Passage to read =>
++++++++
January 30, 2011 at 2:40 am
(35) ELNIKO7 says:

Hoo-rah for the Boy Scouts sticking to their guns, not caving into the PC pack, and continuing to do what’s best for the Scouts.
I was not a Scout as a kid, was never exposed to it, but my son is and I am profoundly impressed with the organization. Most of the boys in the troop are indeed Christian but two are Jewish. The only discrimination that I’ve seen take place is when a prospective Scout’s parents said they would not allow their son to join Scouts once they found out there were Jews in the group (the family is Muslim). Several of the Scout adult leaders spent a considerable amount of time trying to get the parents to let their son join, but they did not budge.
I was not a Boy Scout and am not religious but whole hartedly support the Boy Scouts. This is a great organization that works to bring out the greatness in the boys involved in it. They have my support.

January 30, 2011 at 9:49 am
(36) Austin Cline says:

Hoo-rah for the Boy Scouts sticking to their guns, not caving into the PC pack, and continuing to do what’s best for the Scouts.

…because bigotry and discrimination are “best” for Scouts.

I was not a Scout as a kid, was never exposed to it, but my son is and I am profoundly impressed with the organization. Most of the boys in the troop are indeed Christian but two are Jewish. The only discrimination that I’ve seen take place

…ergo, there isn’t any other discrimination going on?

I was not a Boy Scout and am not religious but whole hartedly support the Boy Scouts.

…in all of their bigoted endeavors.

This is a great organization that works to bring out the greatness in the boys involved in it. They have my support.

…as long as they continue to treat gays and atheists as second-class, immoral citizens.

You make such a great role model.

May 29, 2011 at 1:37 am
(37) greekboi says:

I actually have personal experience with this-my aunt is a BSA troop leader, and she had to fill out forms that ask whether all members of the group are christians. She always lies on the form, though, and says that they all are (there’s a lot of muslims/etc in her troop). I always wanted to join when I was younger to do the cool stuff; however I’m basically the BSA’s worst nightmare (vocal about my opinions, pagan/atheist, gay ftm transgender male) and was never allowed to join by my parents, which I’m honestly glad for. I was too young to know about being gay/ftm, but I was always a pagan/atheist and very vocal and figured out the rest pretty young.
++++++++
Could you output the part of the Boy Scouts comment thread starting with "January 30, 2011 at 9:49" and going on through "their bigoted endeavors.", word for word? You won't need any of the data.

Source data =>
++++++++
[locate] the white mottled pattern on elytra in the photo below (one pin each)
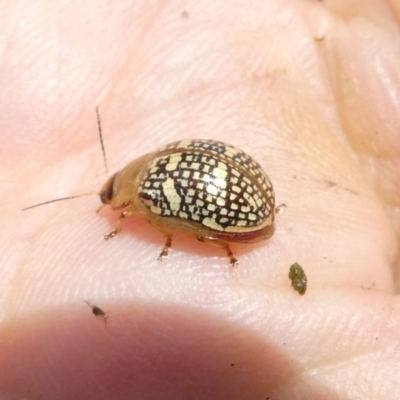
(211, 223)
(171, 194)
++++++++
Response for this exercise =>
January 30, 2011 at 9:49 am
(36) Austin Cline says:

Hoo-rah for the Boy Scouts sticking to their guns, not caving into the PC pack, and continuing to do what’s best for the Scouts.

…because bigotry and discrimination are “best” for Scouts.

I was not a Scout as a kid, was never exposed to it, but my son is and I am profoundly impressed with the organization. Most of the boys in the troop are indeed Christian but two are Jewish. The only discrimination that I’ve seen take place

…ergo, there isn’t any other discrimination going on?

I was not a Boy Scout and am not religious but whole hartedly support the Boy Scouts.

…in all of their bigoted endeavors.